ACTIVITY ▸ Beneath this line is the data. Output exactly the lines from the line with "point(274, 65)" to the line with "point(2, 256)", both ends included, and nothing more.

Referring expression pointing data ▸
■ ■ ■ ■ ■ ■ ■

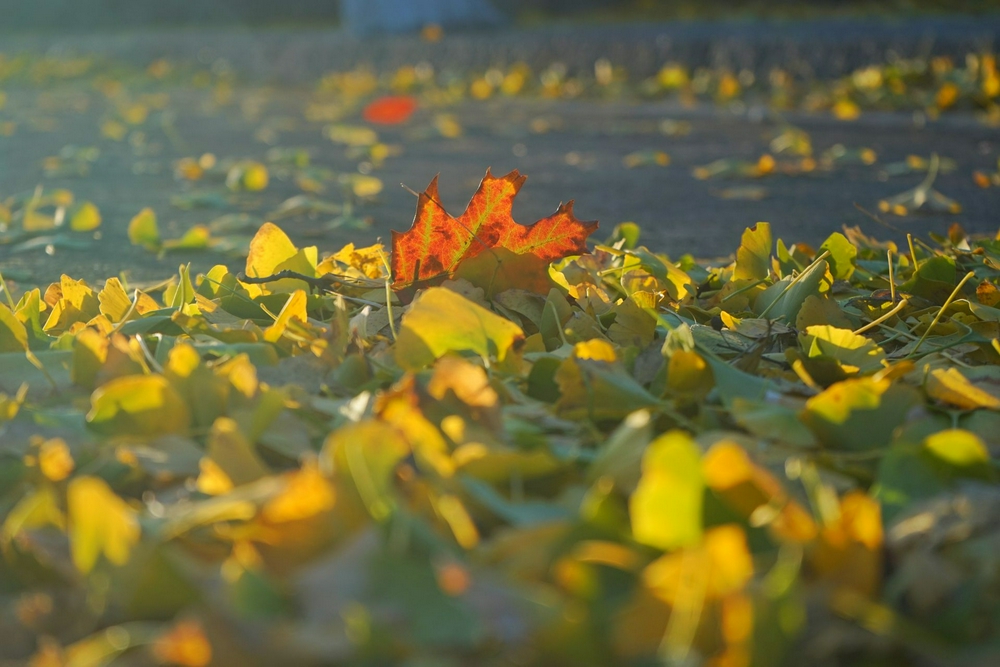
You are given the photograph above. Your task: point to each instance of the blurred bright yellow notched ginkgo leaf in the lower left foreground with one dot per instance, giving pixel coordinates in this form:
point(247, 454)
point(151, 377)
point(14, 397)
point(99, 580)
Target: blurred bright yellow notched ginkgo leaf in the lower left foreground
point(100, 523)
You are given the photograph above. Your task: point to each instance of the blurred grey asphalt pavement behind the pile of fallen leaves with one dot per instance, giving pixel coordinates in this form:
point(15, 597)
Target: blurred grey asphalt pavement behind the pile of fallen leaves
point(568, 150)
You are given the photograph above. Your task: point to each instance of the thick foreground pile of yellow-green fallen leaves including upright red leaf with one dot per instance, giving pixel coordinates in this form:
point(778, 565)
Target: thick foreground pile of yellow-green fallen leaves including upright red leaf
point(558, 457)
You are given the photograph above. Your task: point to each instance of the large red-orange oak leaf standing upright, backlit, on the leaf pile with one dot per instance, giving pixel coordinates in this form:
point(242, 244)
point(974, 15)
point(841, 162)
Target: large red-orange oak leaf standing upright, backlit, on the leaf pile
point(484, 244)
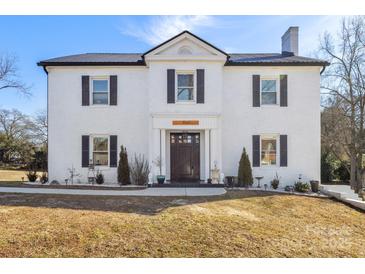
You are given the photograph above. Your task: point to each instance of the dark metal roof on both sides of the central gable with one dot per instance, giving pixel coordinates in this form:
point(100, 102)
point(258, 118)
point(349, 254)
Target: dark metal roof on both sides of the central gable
point(135, 59)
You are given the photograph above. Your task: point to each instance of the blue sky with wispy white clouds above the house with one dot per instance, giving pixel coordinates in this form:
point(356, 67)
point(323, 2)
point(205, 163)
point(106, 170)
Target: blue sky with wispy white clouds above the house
point(35, 38)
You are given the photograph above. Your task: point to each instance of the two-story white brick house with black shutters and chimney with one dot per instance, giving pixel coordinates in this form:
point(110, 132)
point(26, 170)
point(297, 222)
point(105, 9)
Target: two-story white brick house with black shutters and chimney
point(190, 104)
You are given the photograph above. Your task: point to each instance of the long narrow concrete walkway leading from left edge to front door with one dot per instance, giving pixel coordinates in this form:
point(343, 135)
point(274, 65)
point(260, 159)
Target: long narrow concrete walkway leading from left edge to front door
point(142, 192)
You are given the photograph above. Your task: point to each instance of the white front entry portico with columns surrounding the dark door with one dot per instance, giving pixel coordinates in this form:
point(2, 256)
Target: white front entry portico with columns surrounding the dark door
point(188, 146)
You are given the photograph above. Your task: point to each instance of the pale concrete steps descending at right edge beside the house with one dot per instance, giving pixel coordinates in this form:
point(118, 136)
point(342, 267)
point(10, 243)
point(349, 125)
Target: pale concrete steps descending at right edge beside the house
point(343, 193)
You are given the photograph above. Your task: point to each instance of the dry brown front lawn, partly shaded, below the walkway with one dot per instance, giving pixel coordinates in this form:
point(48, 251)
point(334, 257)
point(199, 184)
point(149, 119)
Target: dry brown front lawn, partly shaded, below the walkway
point(238, 224)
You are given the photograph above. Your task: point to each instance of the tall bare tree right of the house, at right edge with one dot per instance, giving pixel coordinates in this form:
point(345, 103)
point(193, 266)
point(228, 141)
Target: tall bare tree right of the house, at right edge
point(344, 83)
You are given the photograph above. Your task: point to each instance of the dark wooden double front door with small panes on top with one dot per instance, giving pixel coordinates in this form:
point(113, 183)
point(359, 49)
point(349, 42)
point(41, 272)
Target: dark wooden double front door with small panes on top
point(185, 156)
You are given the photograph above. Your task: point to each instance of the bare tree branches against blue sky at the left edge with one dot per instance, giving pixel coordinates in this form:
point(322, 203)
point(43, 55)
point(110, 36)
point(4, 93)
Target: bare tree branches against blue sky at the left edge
point(9, 78)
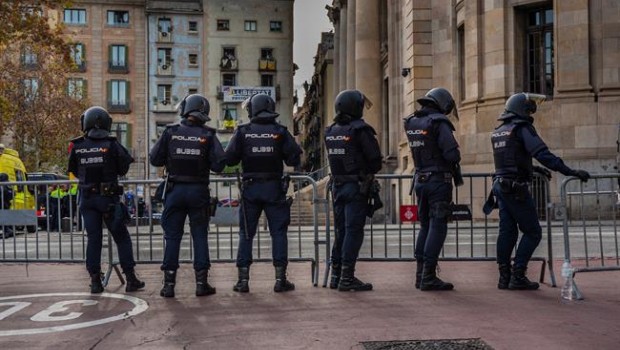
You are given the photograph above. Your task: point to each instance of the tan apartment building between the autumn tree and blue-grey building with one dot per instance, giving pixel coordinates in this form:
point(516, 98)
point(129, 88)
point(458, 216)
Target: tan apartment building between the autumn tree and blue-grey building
point(109, 49)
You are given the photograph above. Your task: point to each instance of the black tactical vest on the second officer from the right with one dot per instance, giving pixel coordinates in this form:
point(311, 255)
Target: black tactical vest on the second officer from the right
point(422, 137)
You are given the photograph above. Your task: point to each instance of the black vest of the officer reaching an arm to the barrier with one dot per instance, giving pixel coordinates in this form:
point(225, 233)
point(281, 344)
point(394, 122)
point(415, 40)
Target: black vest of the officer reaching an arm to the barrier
point(509, 154)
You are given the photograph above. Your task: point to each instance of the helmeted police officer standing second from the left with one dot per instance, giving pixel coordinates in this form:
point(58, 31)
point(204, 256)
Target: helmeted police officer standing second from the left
point(189, 150)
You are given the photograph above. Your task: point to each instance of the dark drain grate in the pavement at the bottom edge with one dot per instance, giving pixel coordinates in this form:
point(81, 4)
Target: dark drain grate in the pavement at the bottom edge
point(433, 344)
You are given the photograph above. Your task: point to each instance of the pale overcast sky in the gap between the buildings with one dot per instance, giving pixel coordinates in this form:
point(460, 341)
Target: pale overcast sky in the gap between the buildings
point(310, 20)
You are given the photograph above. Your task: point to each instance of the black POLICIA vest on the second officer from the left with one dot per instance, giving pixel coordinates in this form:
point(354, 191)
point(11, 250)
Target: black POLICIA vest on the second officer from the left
point(188, 153)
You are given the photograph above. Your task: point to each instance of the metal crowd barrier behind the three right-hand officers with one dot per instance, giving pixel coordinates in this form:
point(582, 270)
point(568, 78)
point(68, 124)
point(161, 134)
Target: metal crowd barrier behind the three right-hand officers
point(387, 238)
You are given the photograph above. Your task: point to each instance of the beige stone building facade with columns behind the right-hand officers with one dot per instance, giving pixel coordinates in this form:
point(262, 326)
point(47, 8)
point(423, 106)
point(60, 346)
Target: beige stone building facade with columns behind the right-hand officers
point(483, 52)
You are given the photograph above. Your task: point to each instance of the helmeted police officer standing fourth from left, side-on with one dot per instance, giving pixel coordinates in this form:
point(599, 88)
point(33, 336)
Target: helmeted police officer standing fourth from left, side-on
point(353, 153)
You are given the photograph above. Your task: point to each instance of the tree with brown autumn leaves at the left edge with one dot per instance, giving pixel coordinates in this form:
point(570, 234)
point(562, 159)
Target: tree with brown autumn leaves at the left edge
point(37, 111)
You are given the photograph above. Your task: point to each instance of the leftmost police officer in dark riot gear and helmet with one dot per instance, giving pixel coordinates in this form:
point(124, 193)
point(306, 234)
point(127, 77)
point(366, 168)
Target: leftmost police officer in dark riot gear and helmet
point(98, 159)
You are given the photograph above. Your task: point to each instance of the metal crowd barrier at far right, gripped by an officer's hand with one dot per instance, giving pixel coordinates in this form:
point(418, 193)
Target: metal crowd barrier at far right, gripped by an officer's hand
point(589, 212)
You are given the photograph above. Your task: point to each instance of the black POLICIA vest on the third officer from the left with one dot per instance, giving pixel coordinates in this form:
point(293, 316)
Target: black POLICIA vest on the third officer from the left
point(262, 150)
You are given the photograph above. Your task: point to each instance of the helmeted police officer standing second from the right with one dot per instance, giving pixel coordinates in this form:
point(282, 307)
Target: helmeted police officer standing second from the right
point(436, 155)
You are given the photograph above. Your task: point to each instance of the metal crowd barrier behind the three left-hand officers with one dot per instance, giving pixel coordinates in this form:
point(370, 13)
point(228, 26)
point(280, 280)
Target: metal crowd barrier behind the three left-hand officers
point(33, 242)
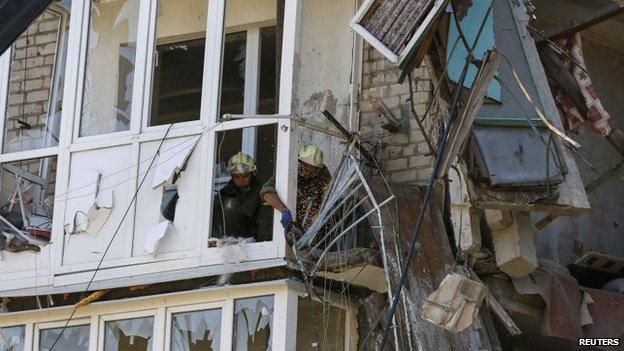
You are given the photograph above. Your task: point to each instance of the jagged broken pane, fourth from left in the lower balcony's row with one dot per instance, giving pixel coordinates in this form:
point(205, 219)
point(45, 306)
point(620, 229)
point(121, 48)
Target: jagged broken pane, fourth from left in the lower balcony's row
point(196, 331)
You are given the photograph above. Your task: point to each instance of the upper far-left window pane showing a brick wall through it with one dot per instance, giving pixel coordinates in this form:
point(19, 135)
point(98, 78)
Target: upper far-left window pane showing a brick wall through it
point(35, 91)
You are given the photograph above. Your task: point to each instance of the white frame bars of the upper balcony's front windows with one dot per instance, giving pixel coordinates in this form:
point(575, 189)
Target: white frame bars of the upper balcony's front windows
point(139, 132)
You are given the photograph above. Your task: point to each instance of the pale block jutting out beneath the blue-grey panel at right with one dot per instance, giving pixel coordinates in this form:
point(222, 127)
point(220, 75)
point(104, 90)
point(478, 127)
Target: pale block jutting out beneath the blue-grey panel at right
point(512, 234)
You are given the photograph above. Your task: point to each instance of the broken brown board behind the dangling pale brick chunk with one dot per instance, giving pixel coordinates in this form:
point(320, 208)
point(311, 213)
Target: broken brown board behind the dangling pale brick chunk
point(427, 268)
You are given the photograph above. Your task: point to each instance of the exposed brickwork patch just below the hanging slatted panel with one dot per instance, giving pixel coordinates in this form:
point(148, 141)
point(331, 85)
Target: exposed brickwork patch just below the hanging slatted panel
point(405, 153)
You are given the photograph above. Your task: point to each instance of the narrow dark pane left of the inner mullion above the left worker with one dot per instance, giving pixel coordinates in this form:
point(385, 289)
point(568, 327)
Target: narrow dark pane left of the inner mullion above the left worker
point(233, 73)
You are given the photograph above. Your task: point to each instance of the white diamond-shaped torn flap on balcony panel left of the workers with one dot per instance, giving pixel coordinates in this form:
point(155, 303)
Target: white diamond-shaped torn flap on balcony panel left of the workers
point(172, 161)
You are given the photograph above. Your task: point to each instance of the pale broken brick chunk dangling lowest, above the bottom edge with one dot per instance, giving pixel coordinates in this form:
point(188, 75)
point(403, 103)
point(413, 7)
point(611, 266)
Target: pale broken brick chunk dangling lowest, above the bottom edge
point(455, 304)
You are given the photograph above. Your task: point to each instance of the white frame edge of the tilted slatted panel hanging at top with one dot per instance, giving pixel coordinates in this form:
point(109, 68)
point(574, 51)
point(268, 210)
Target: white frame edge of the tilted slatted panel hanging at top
point(398, 58)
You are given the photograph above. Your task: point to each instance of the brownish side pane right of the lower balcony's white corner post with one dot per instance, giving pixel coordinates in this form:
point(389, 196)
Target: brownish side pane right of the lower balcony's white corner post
point(320, 327)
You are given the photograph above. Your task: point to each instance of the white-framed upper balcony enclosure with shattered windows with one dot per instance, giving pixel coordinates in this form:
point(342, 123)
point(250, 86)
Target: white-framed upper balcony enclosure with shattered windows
point(105, 99)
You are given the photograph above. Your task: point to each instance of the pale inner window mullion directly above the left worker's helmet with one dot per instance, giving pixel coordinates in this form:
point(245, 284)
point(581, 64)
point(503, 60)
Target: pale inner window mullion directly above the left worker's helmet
point(252, 81)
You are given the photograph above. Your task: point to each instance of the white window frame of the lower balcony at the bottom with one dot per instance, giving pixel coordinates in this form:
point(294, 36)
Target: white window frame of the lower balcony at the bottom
point(285, 292)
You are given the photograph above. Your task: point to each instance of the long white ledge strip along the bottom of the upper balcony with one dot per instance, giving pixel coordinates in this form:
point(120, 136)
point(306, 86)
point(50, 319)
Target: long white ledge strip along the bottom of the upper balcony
point(150, 278)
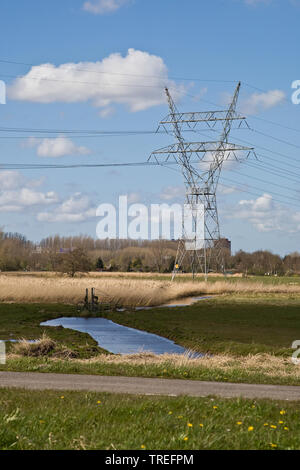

■ ■ ■ ■ ■ ■ ■

OUTPUT ▸
point(274, 65)
point(260, 159)
Target: long narrow concrete walkway leading from left edge to front door
point(142, 192)
You are given the photograph above. Your task: point to each instance of the white front entry portico with columns surrounding the dark door with one dot per instance, giving pixel coordinates in this form:
point(2, 256)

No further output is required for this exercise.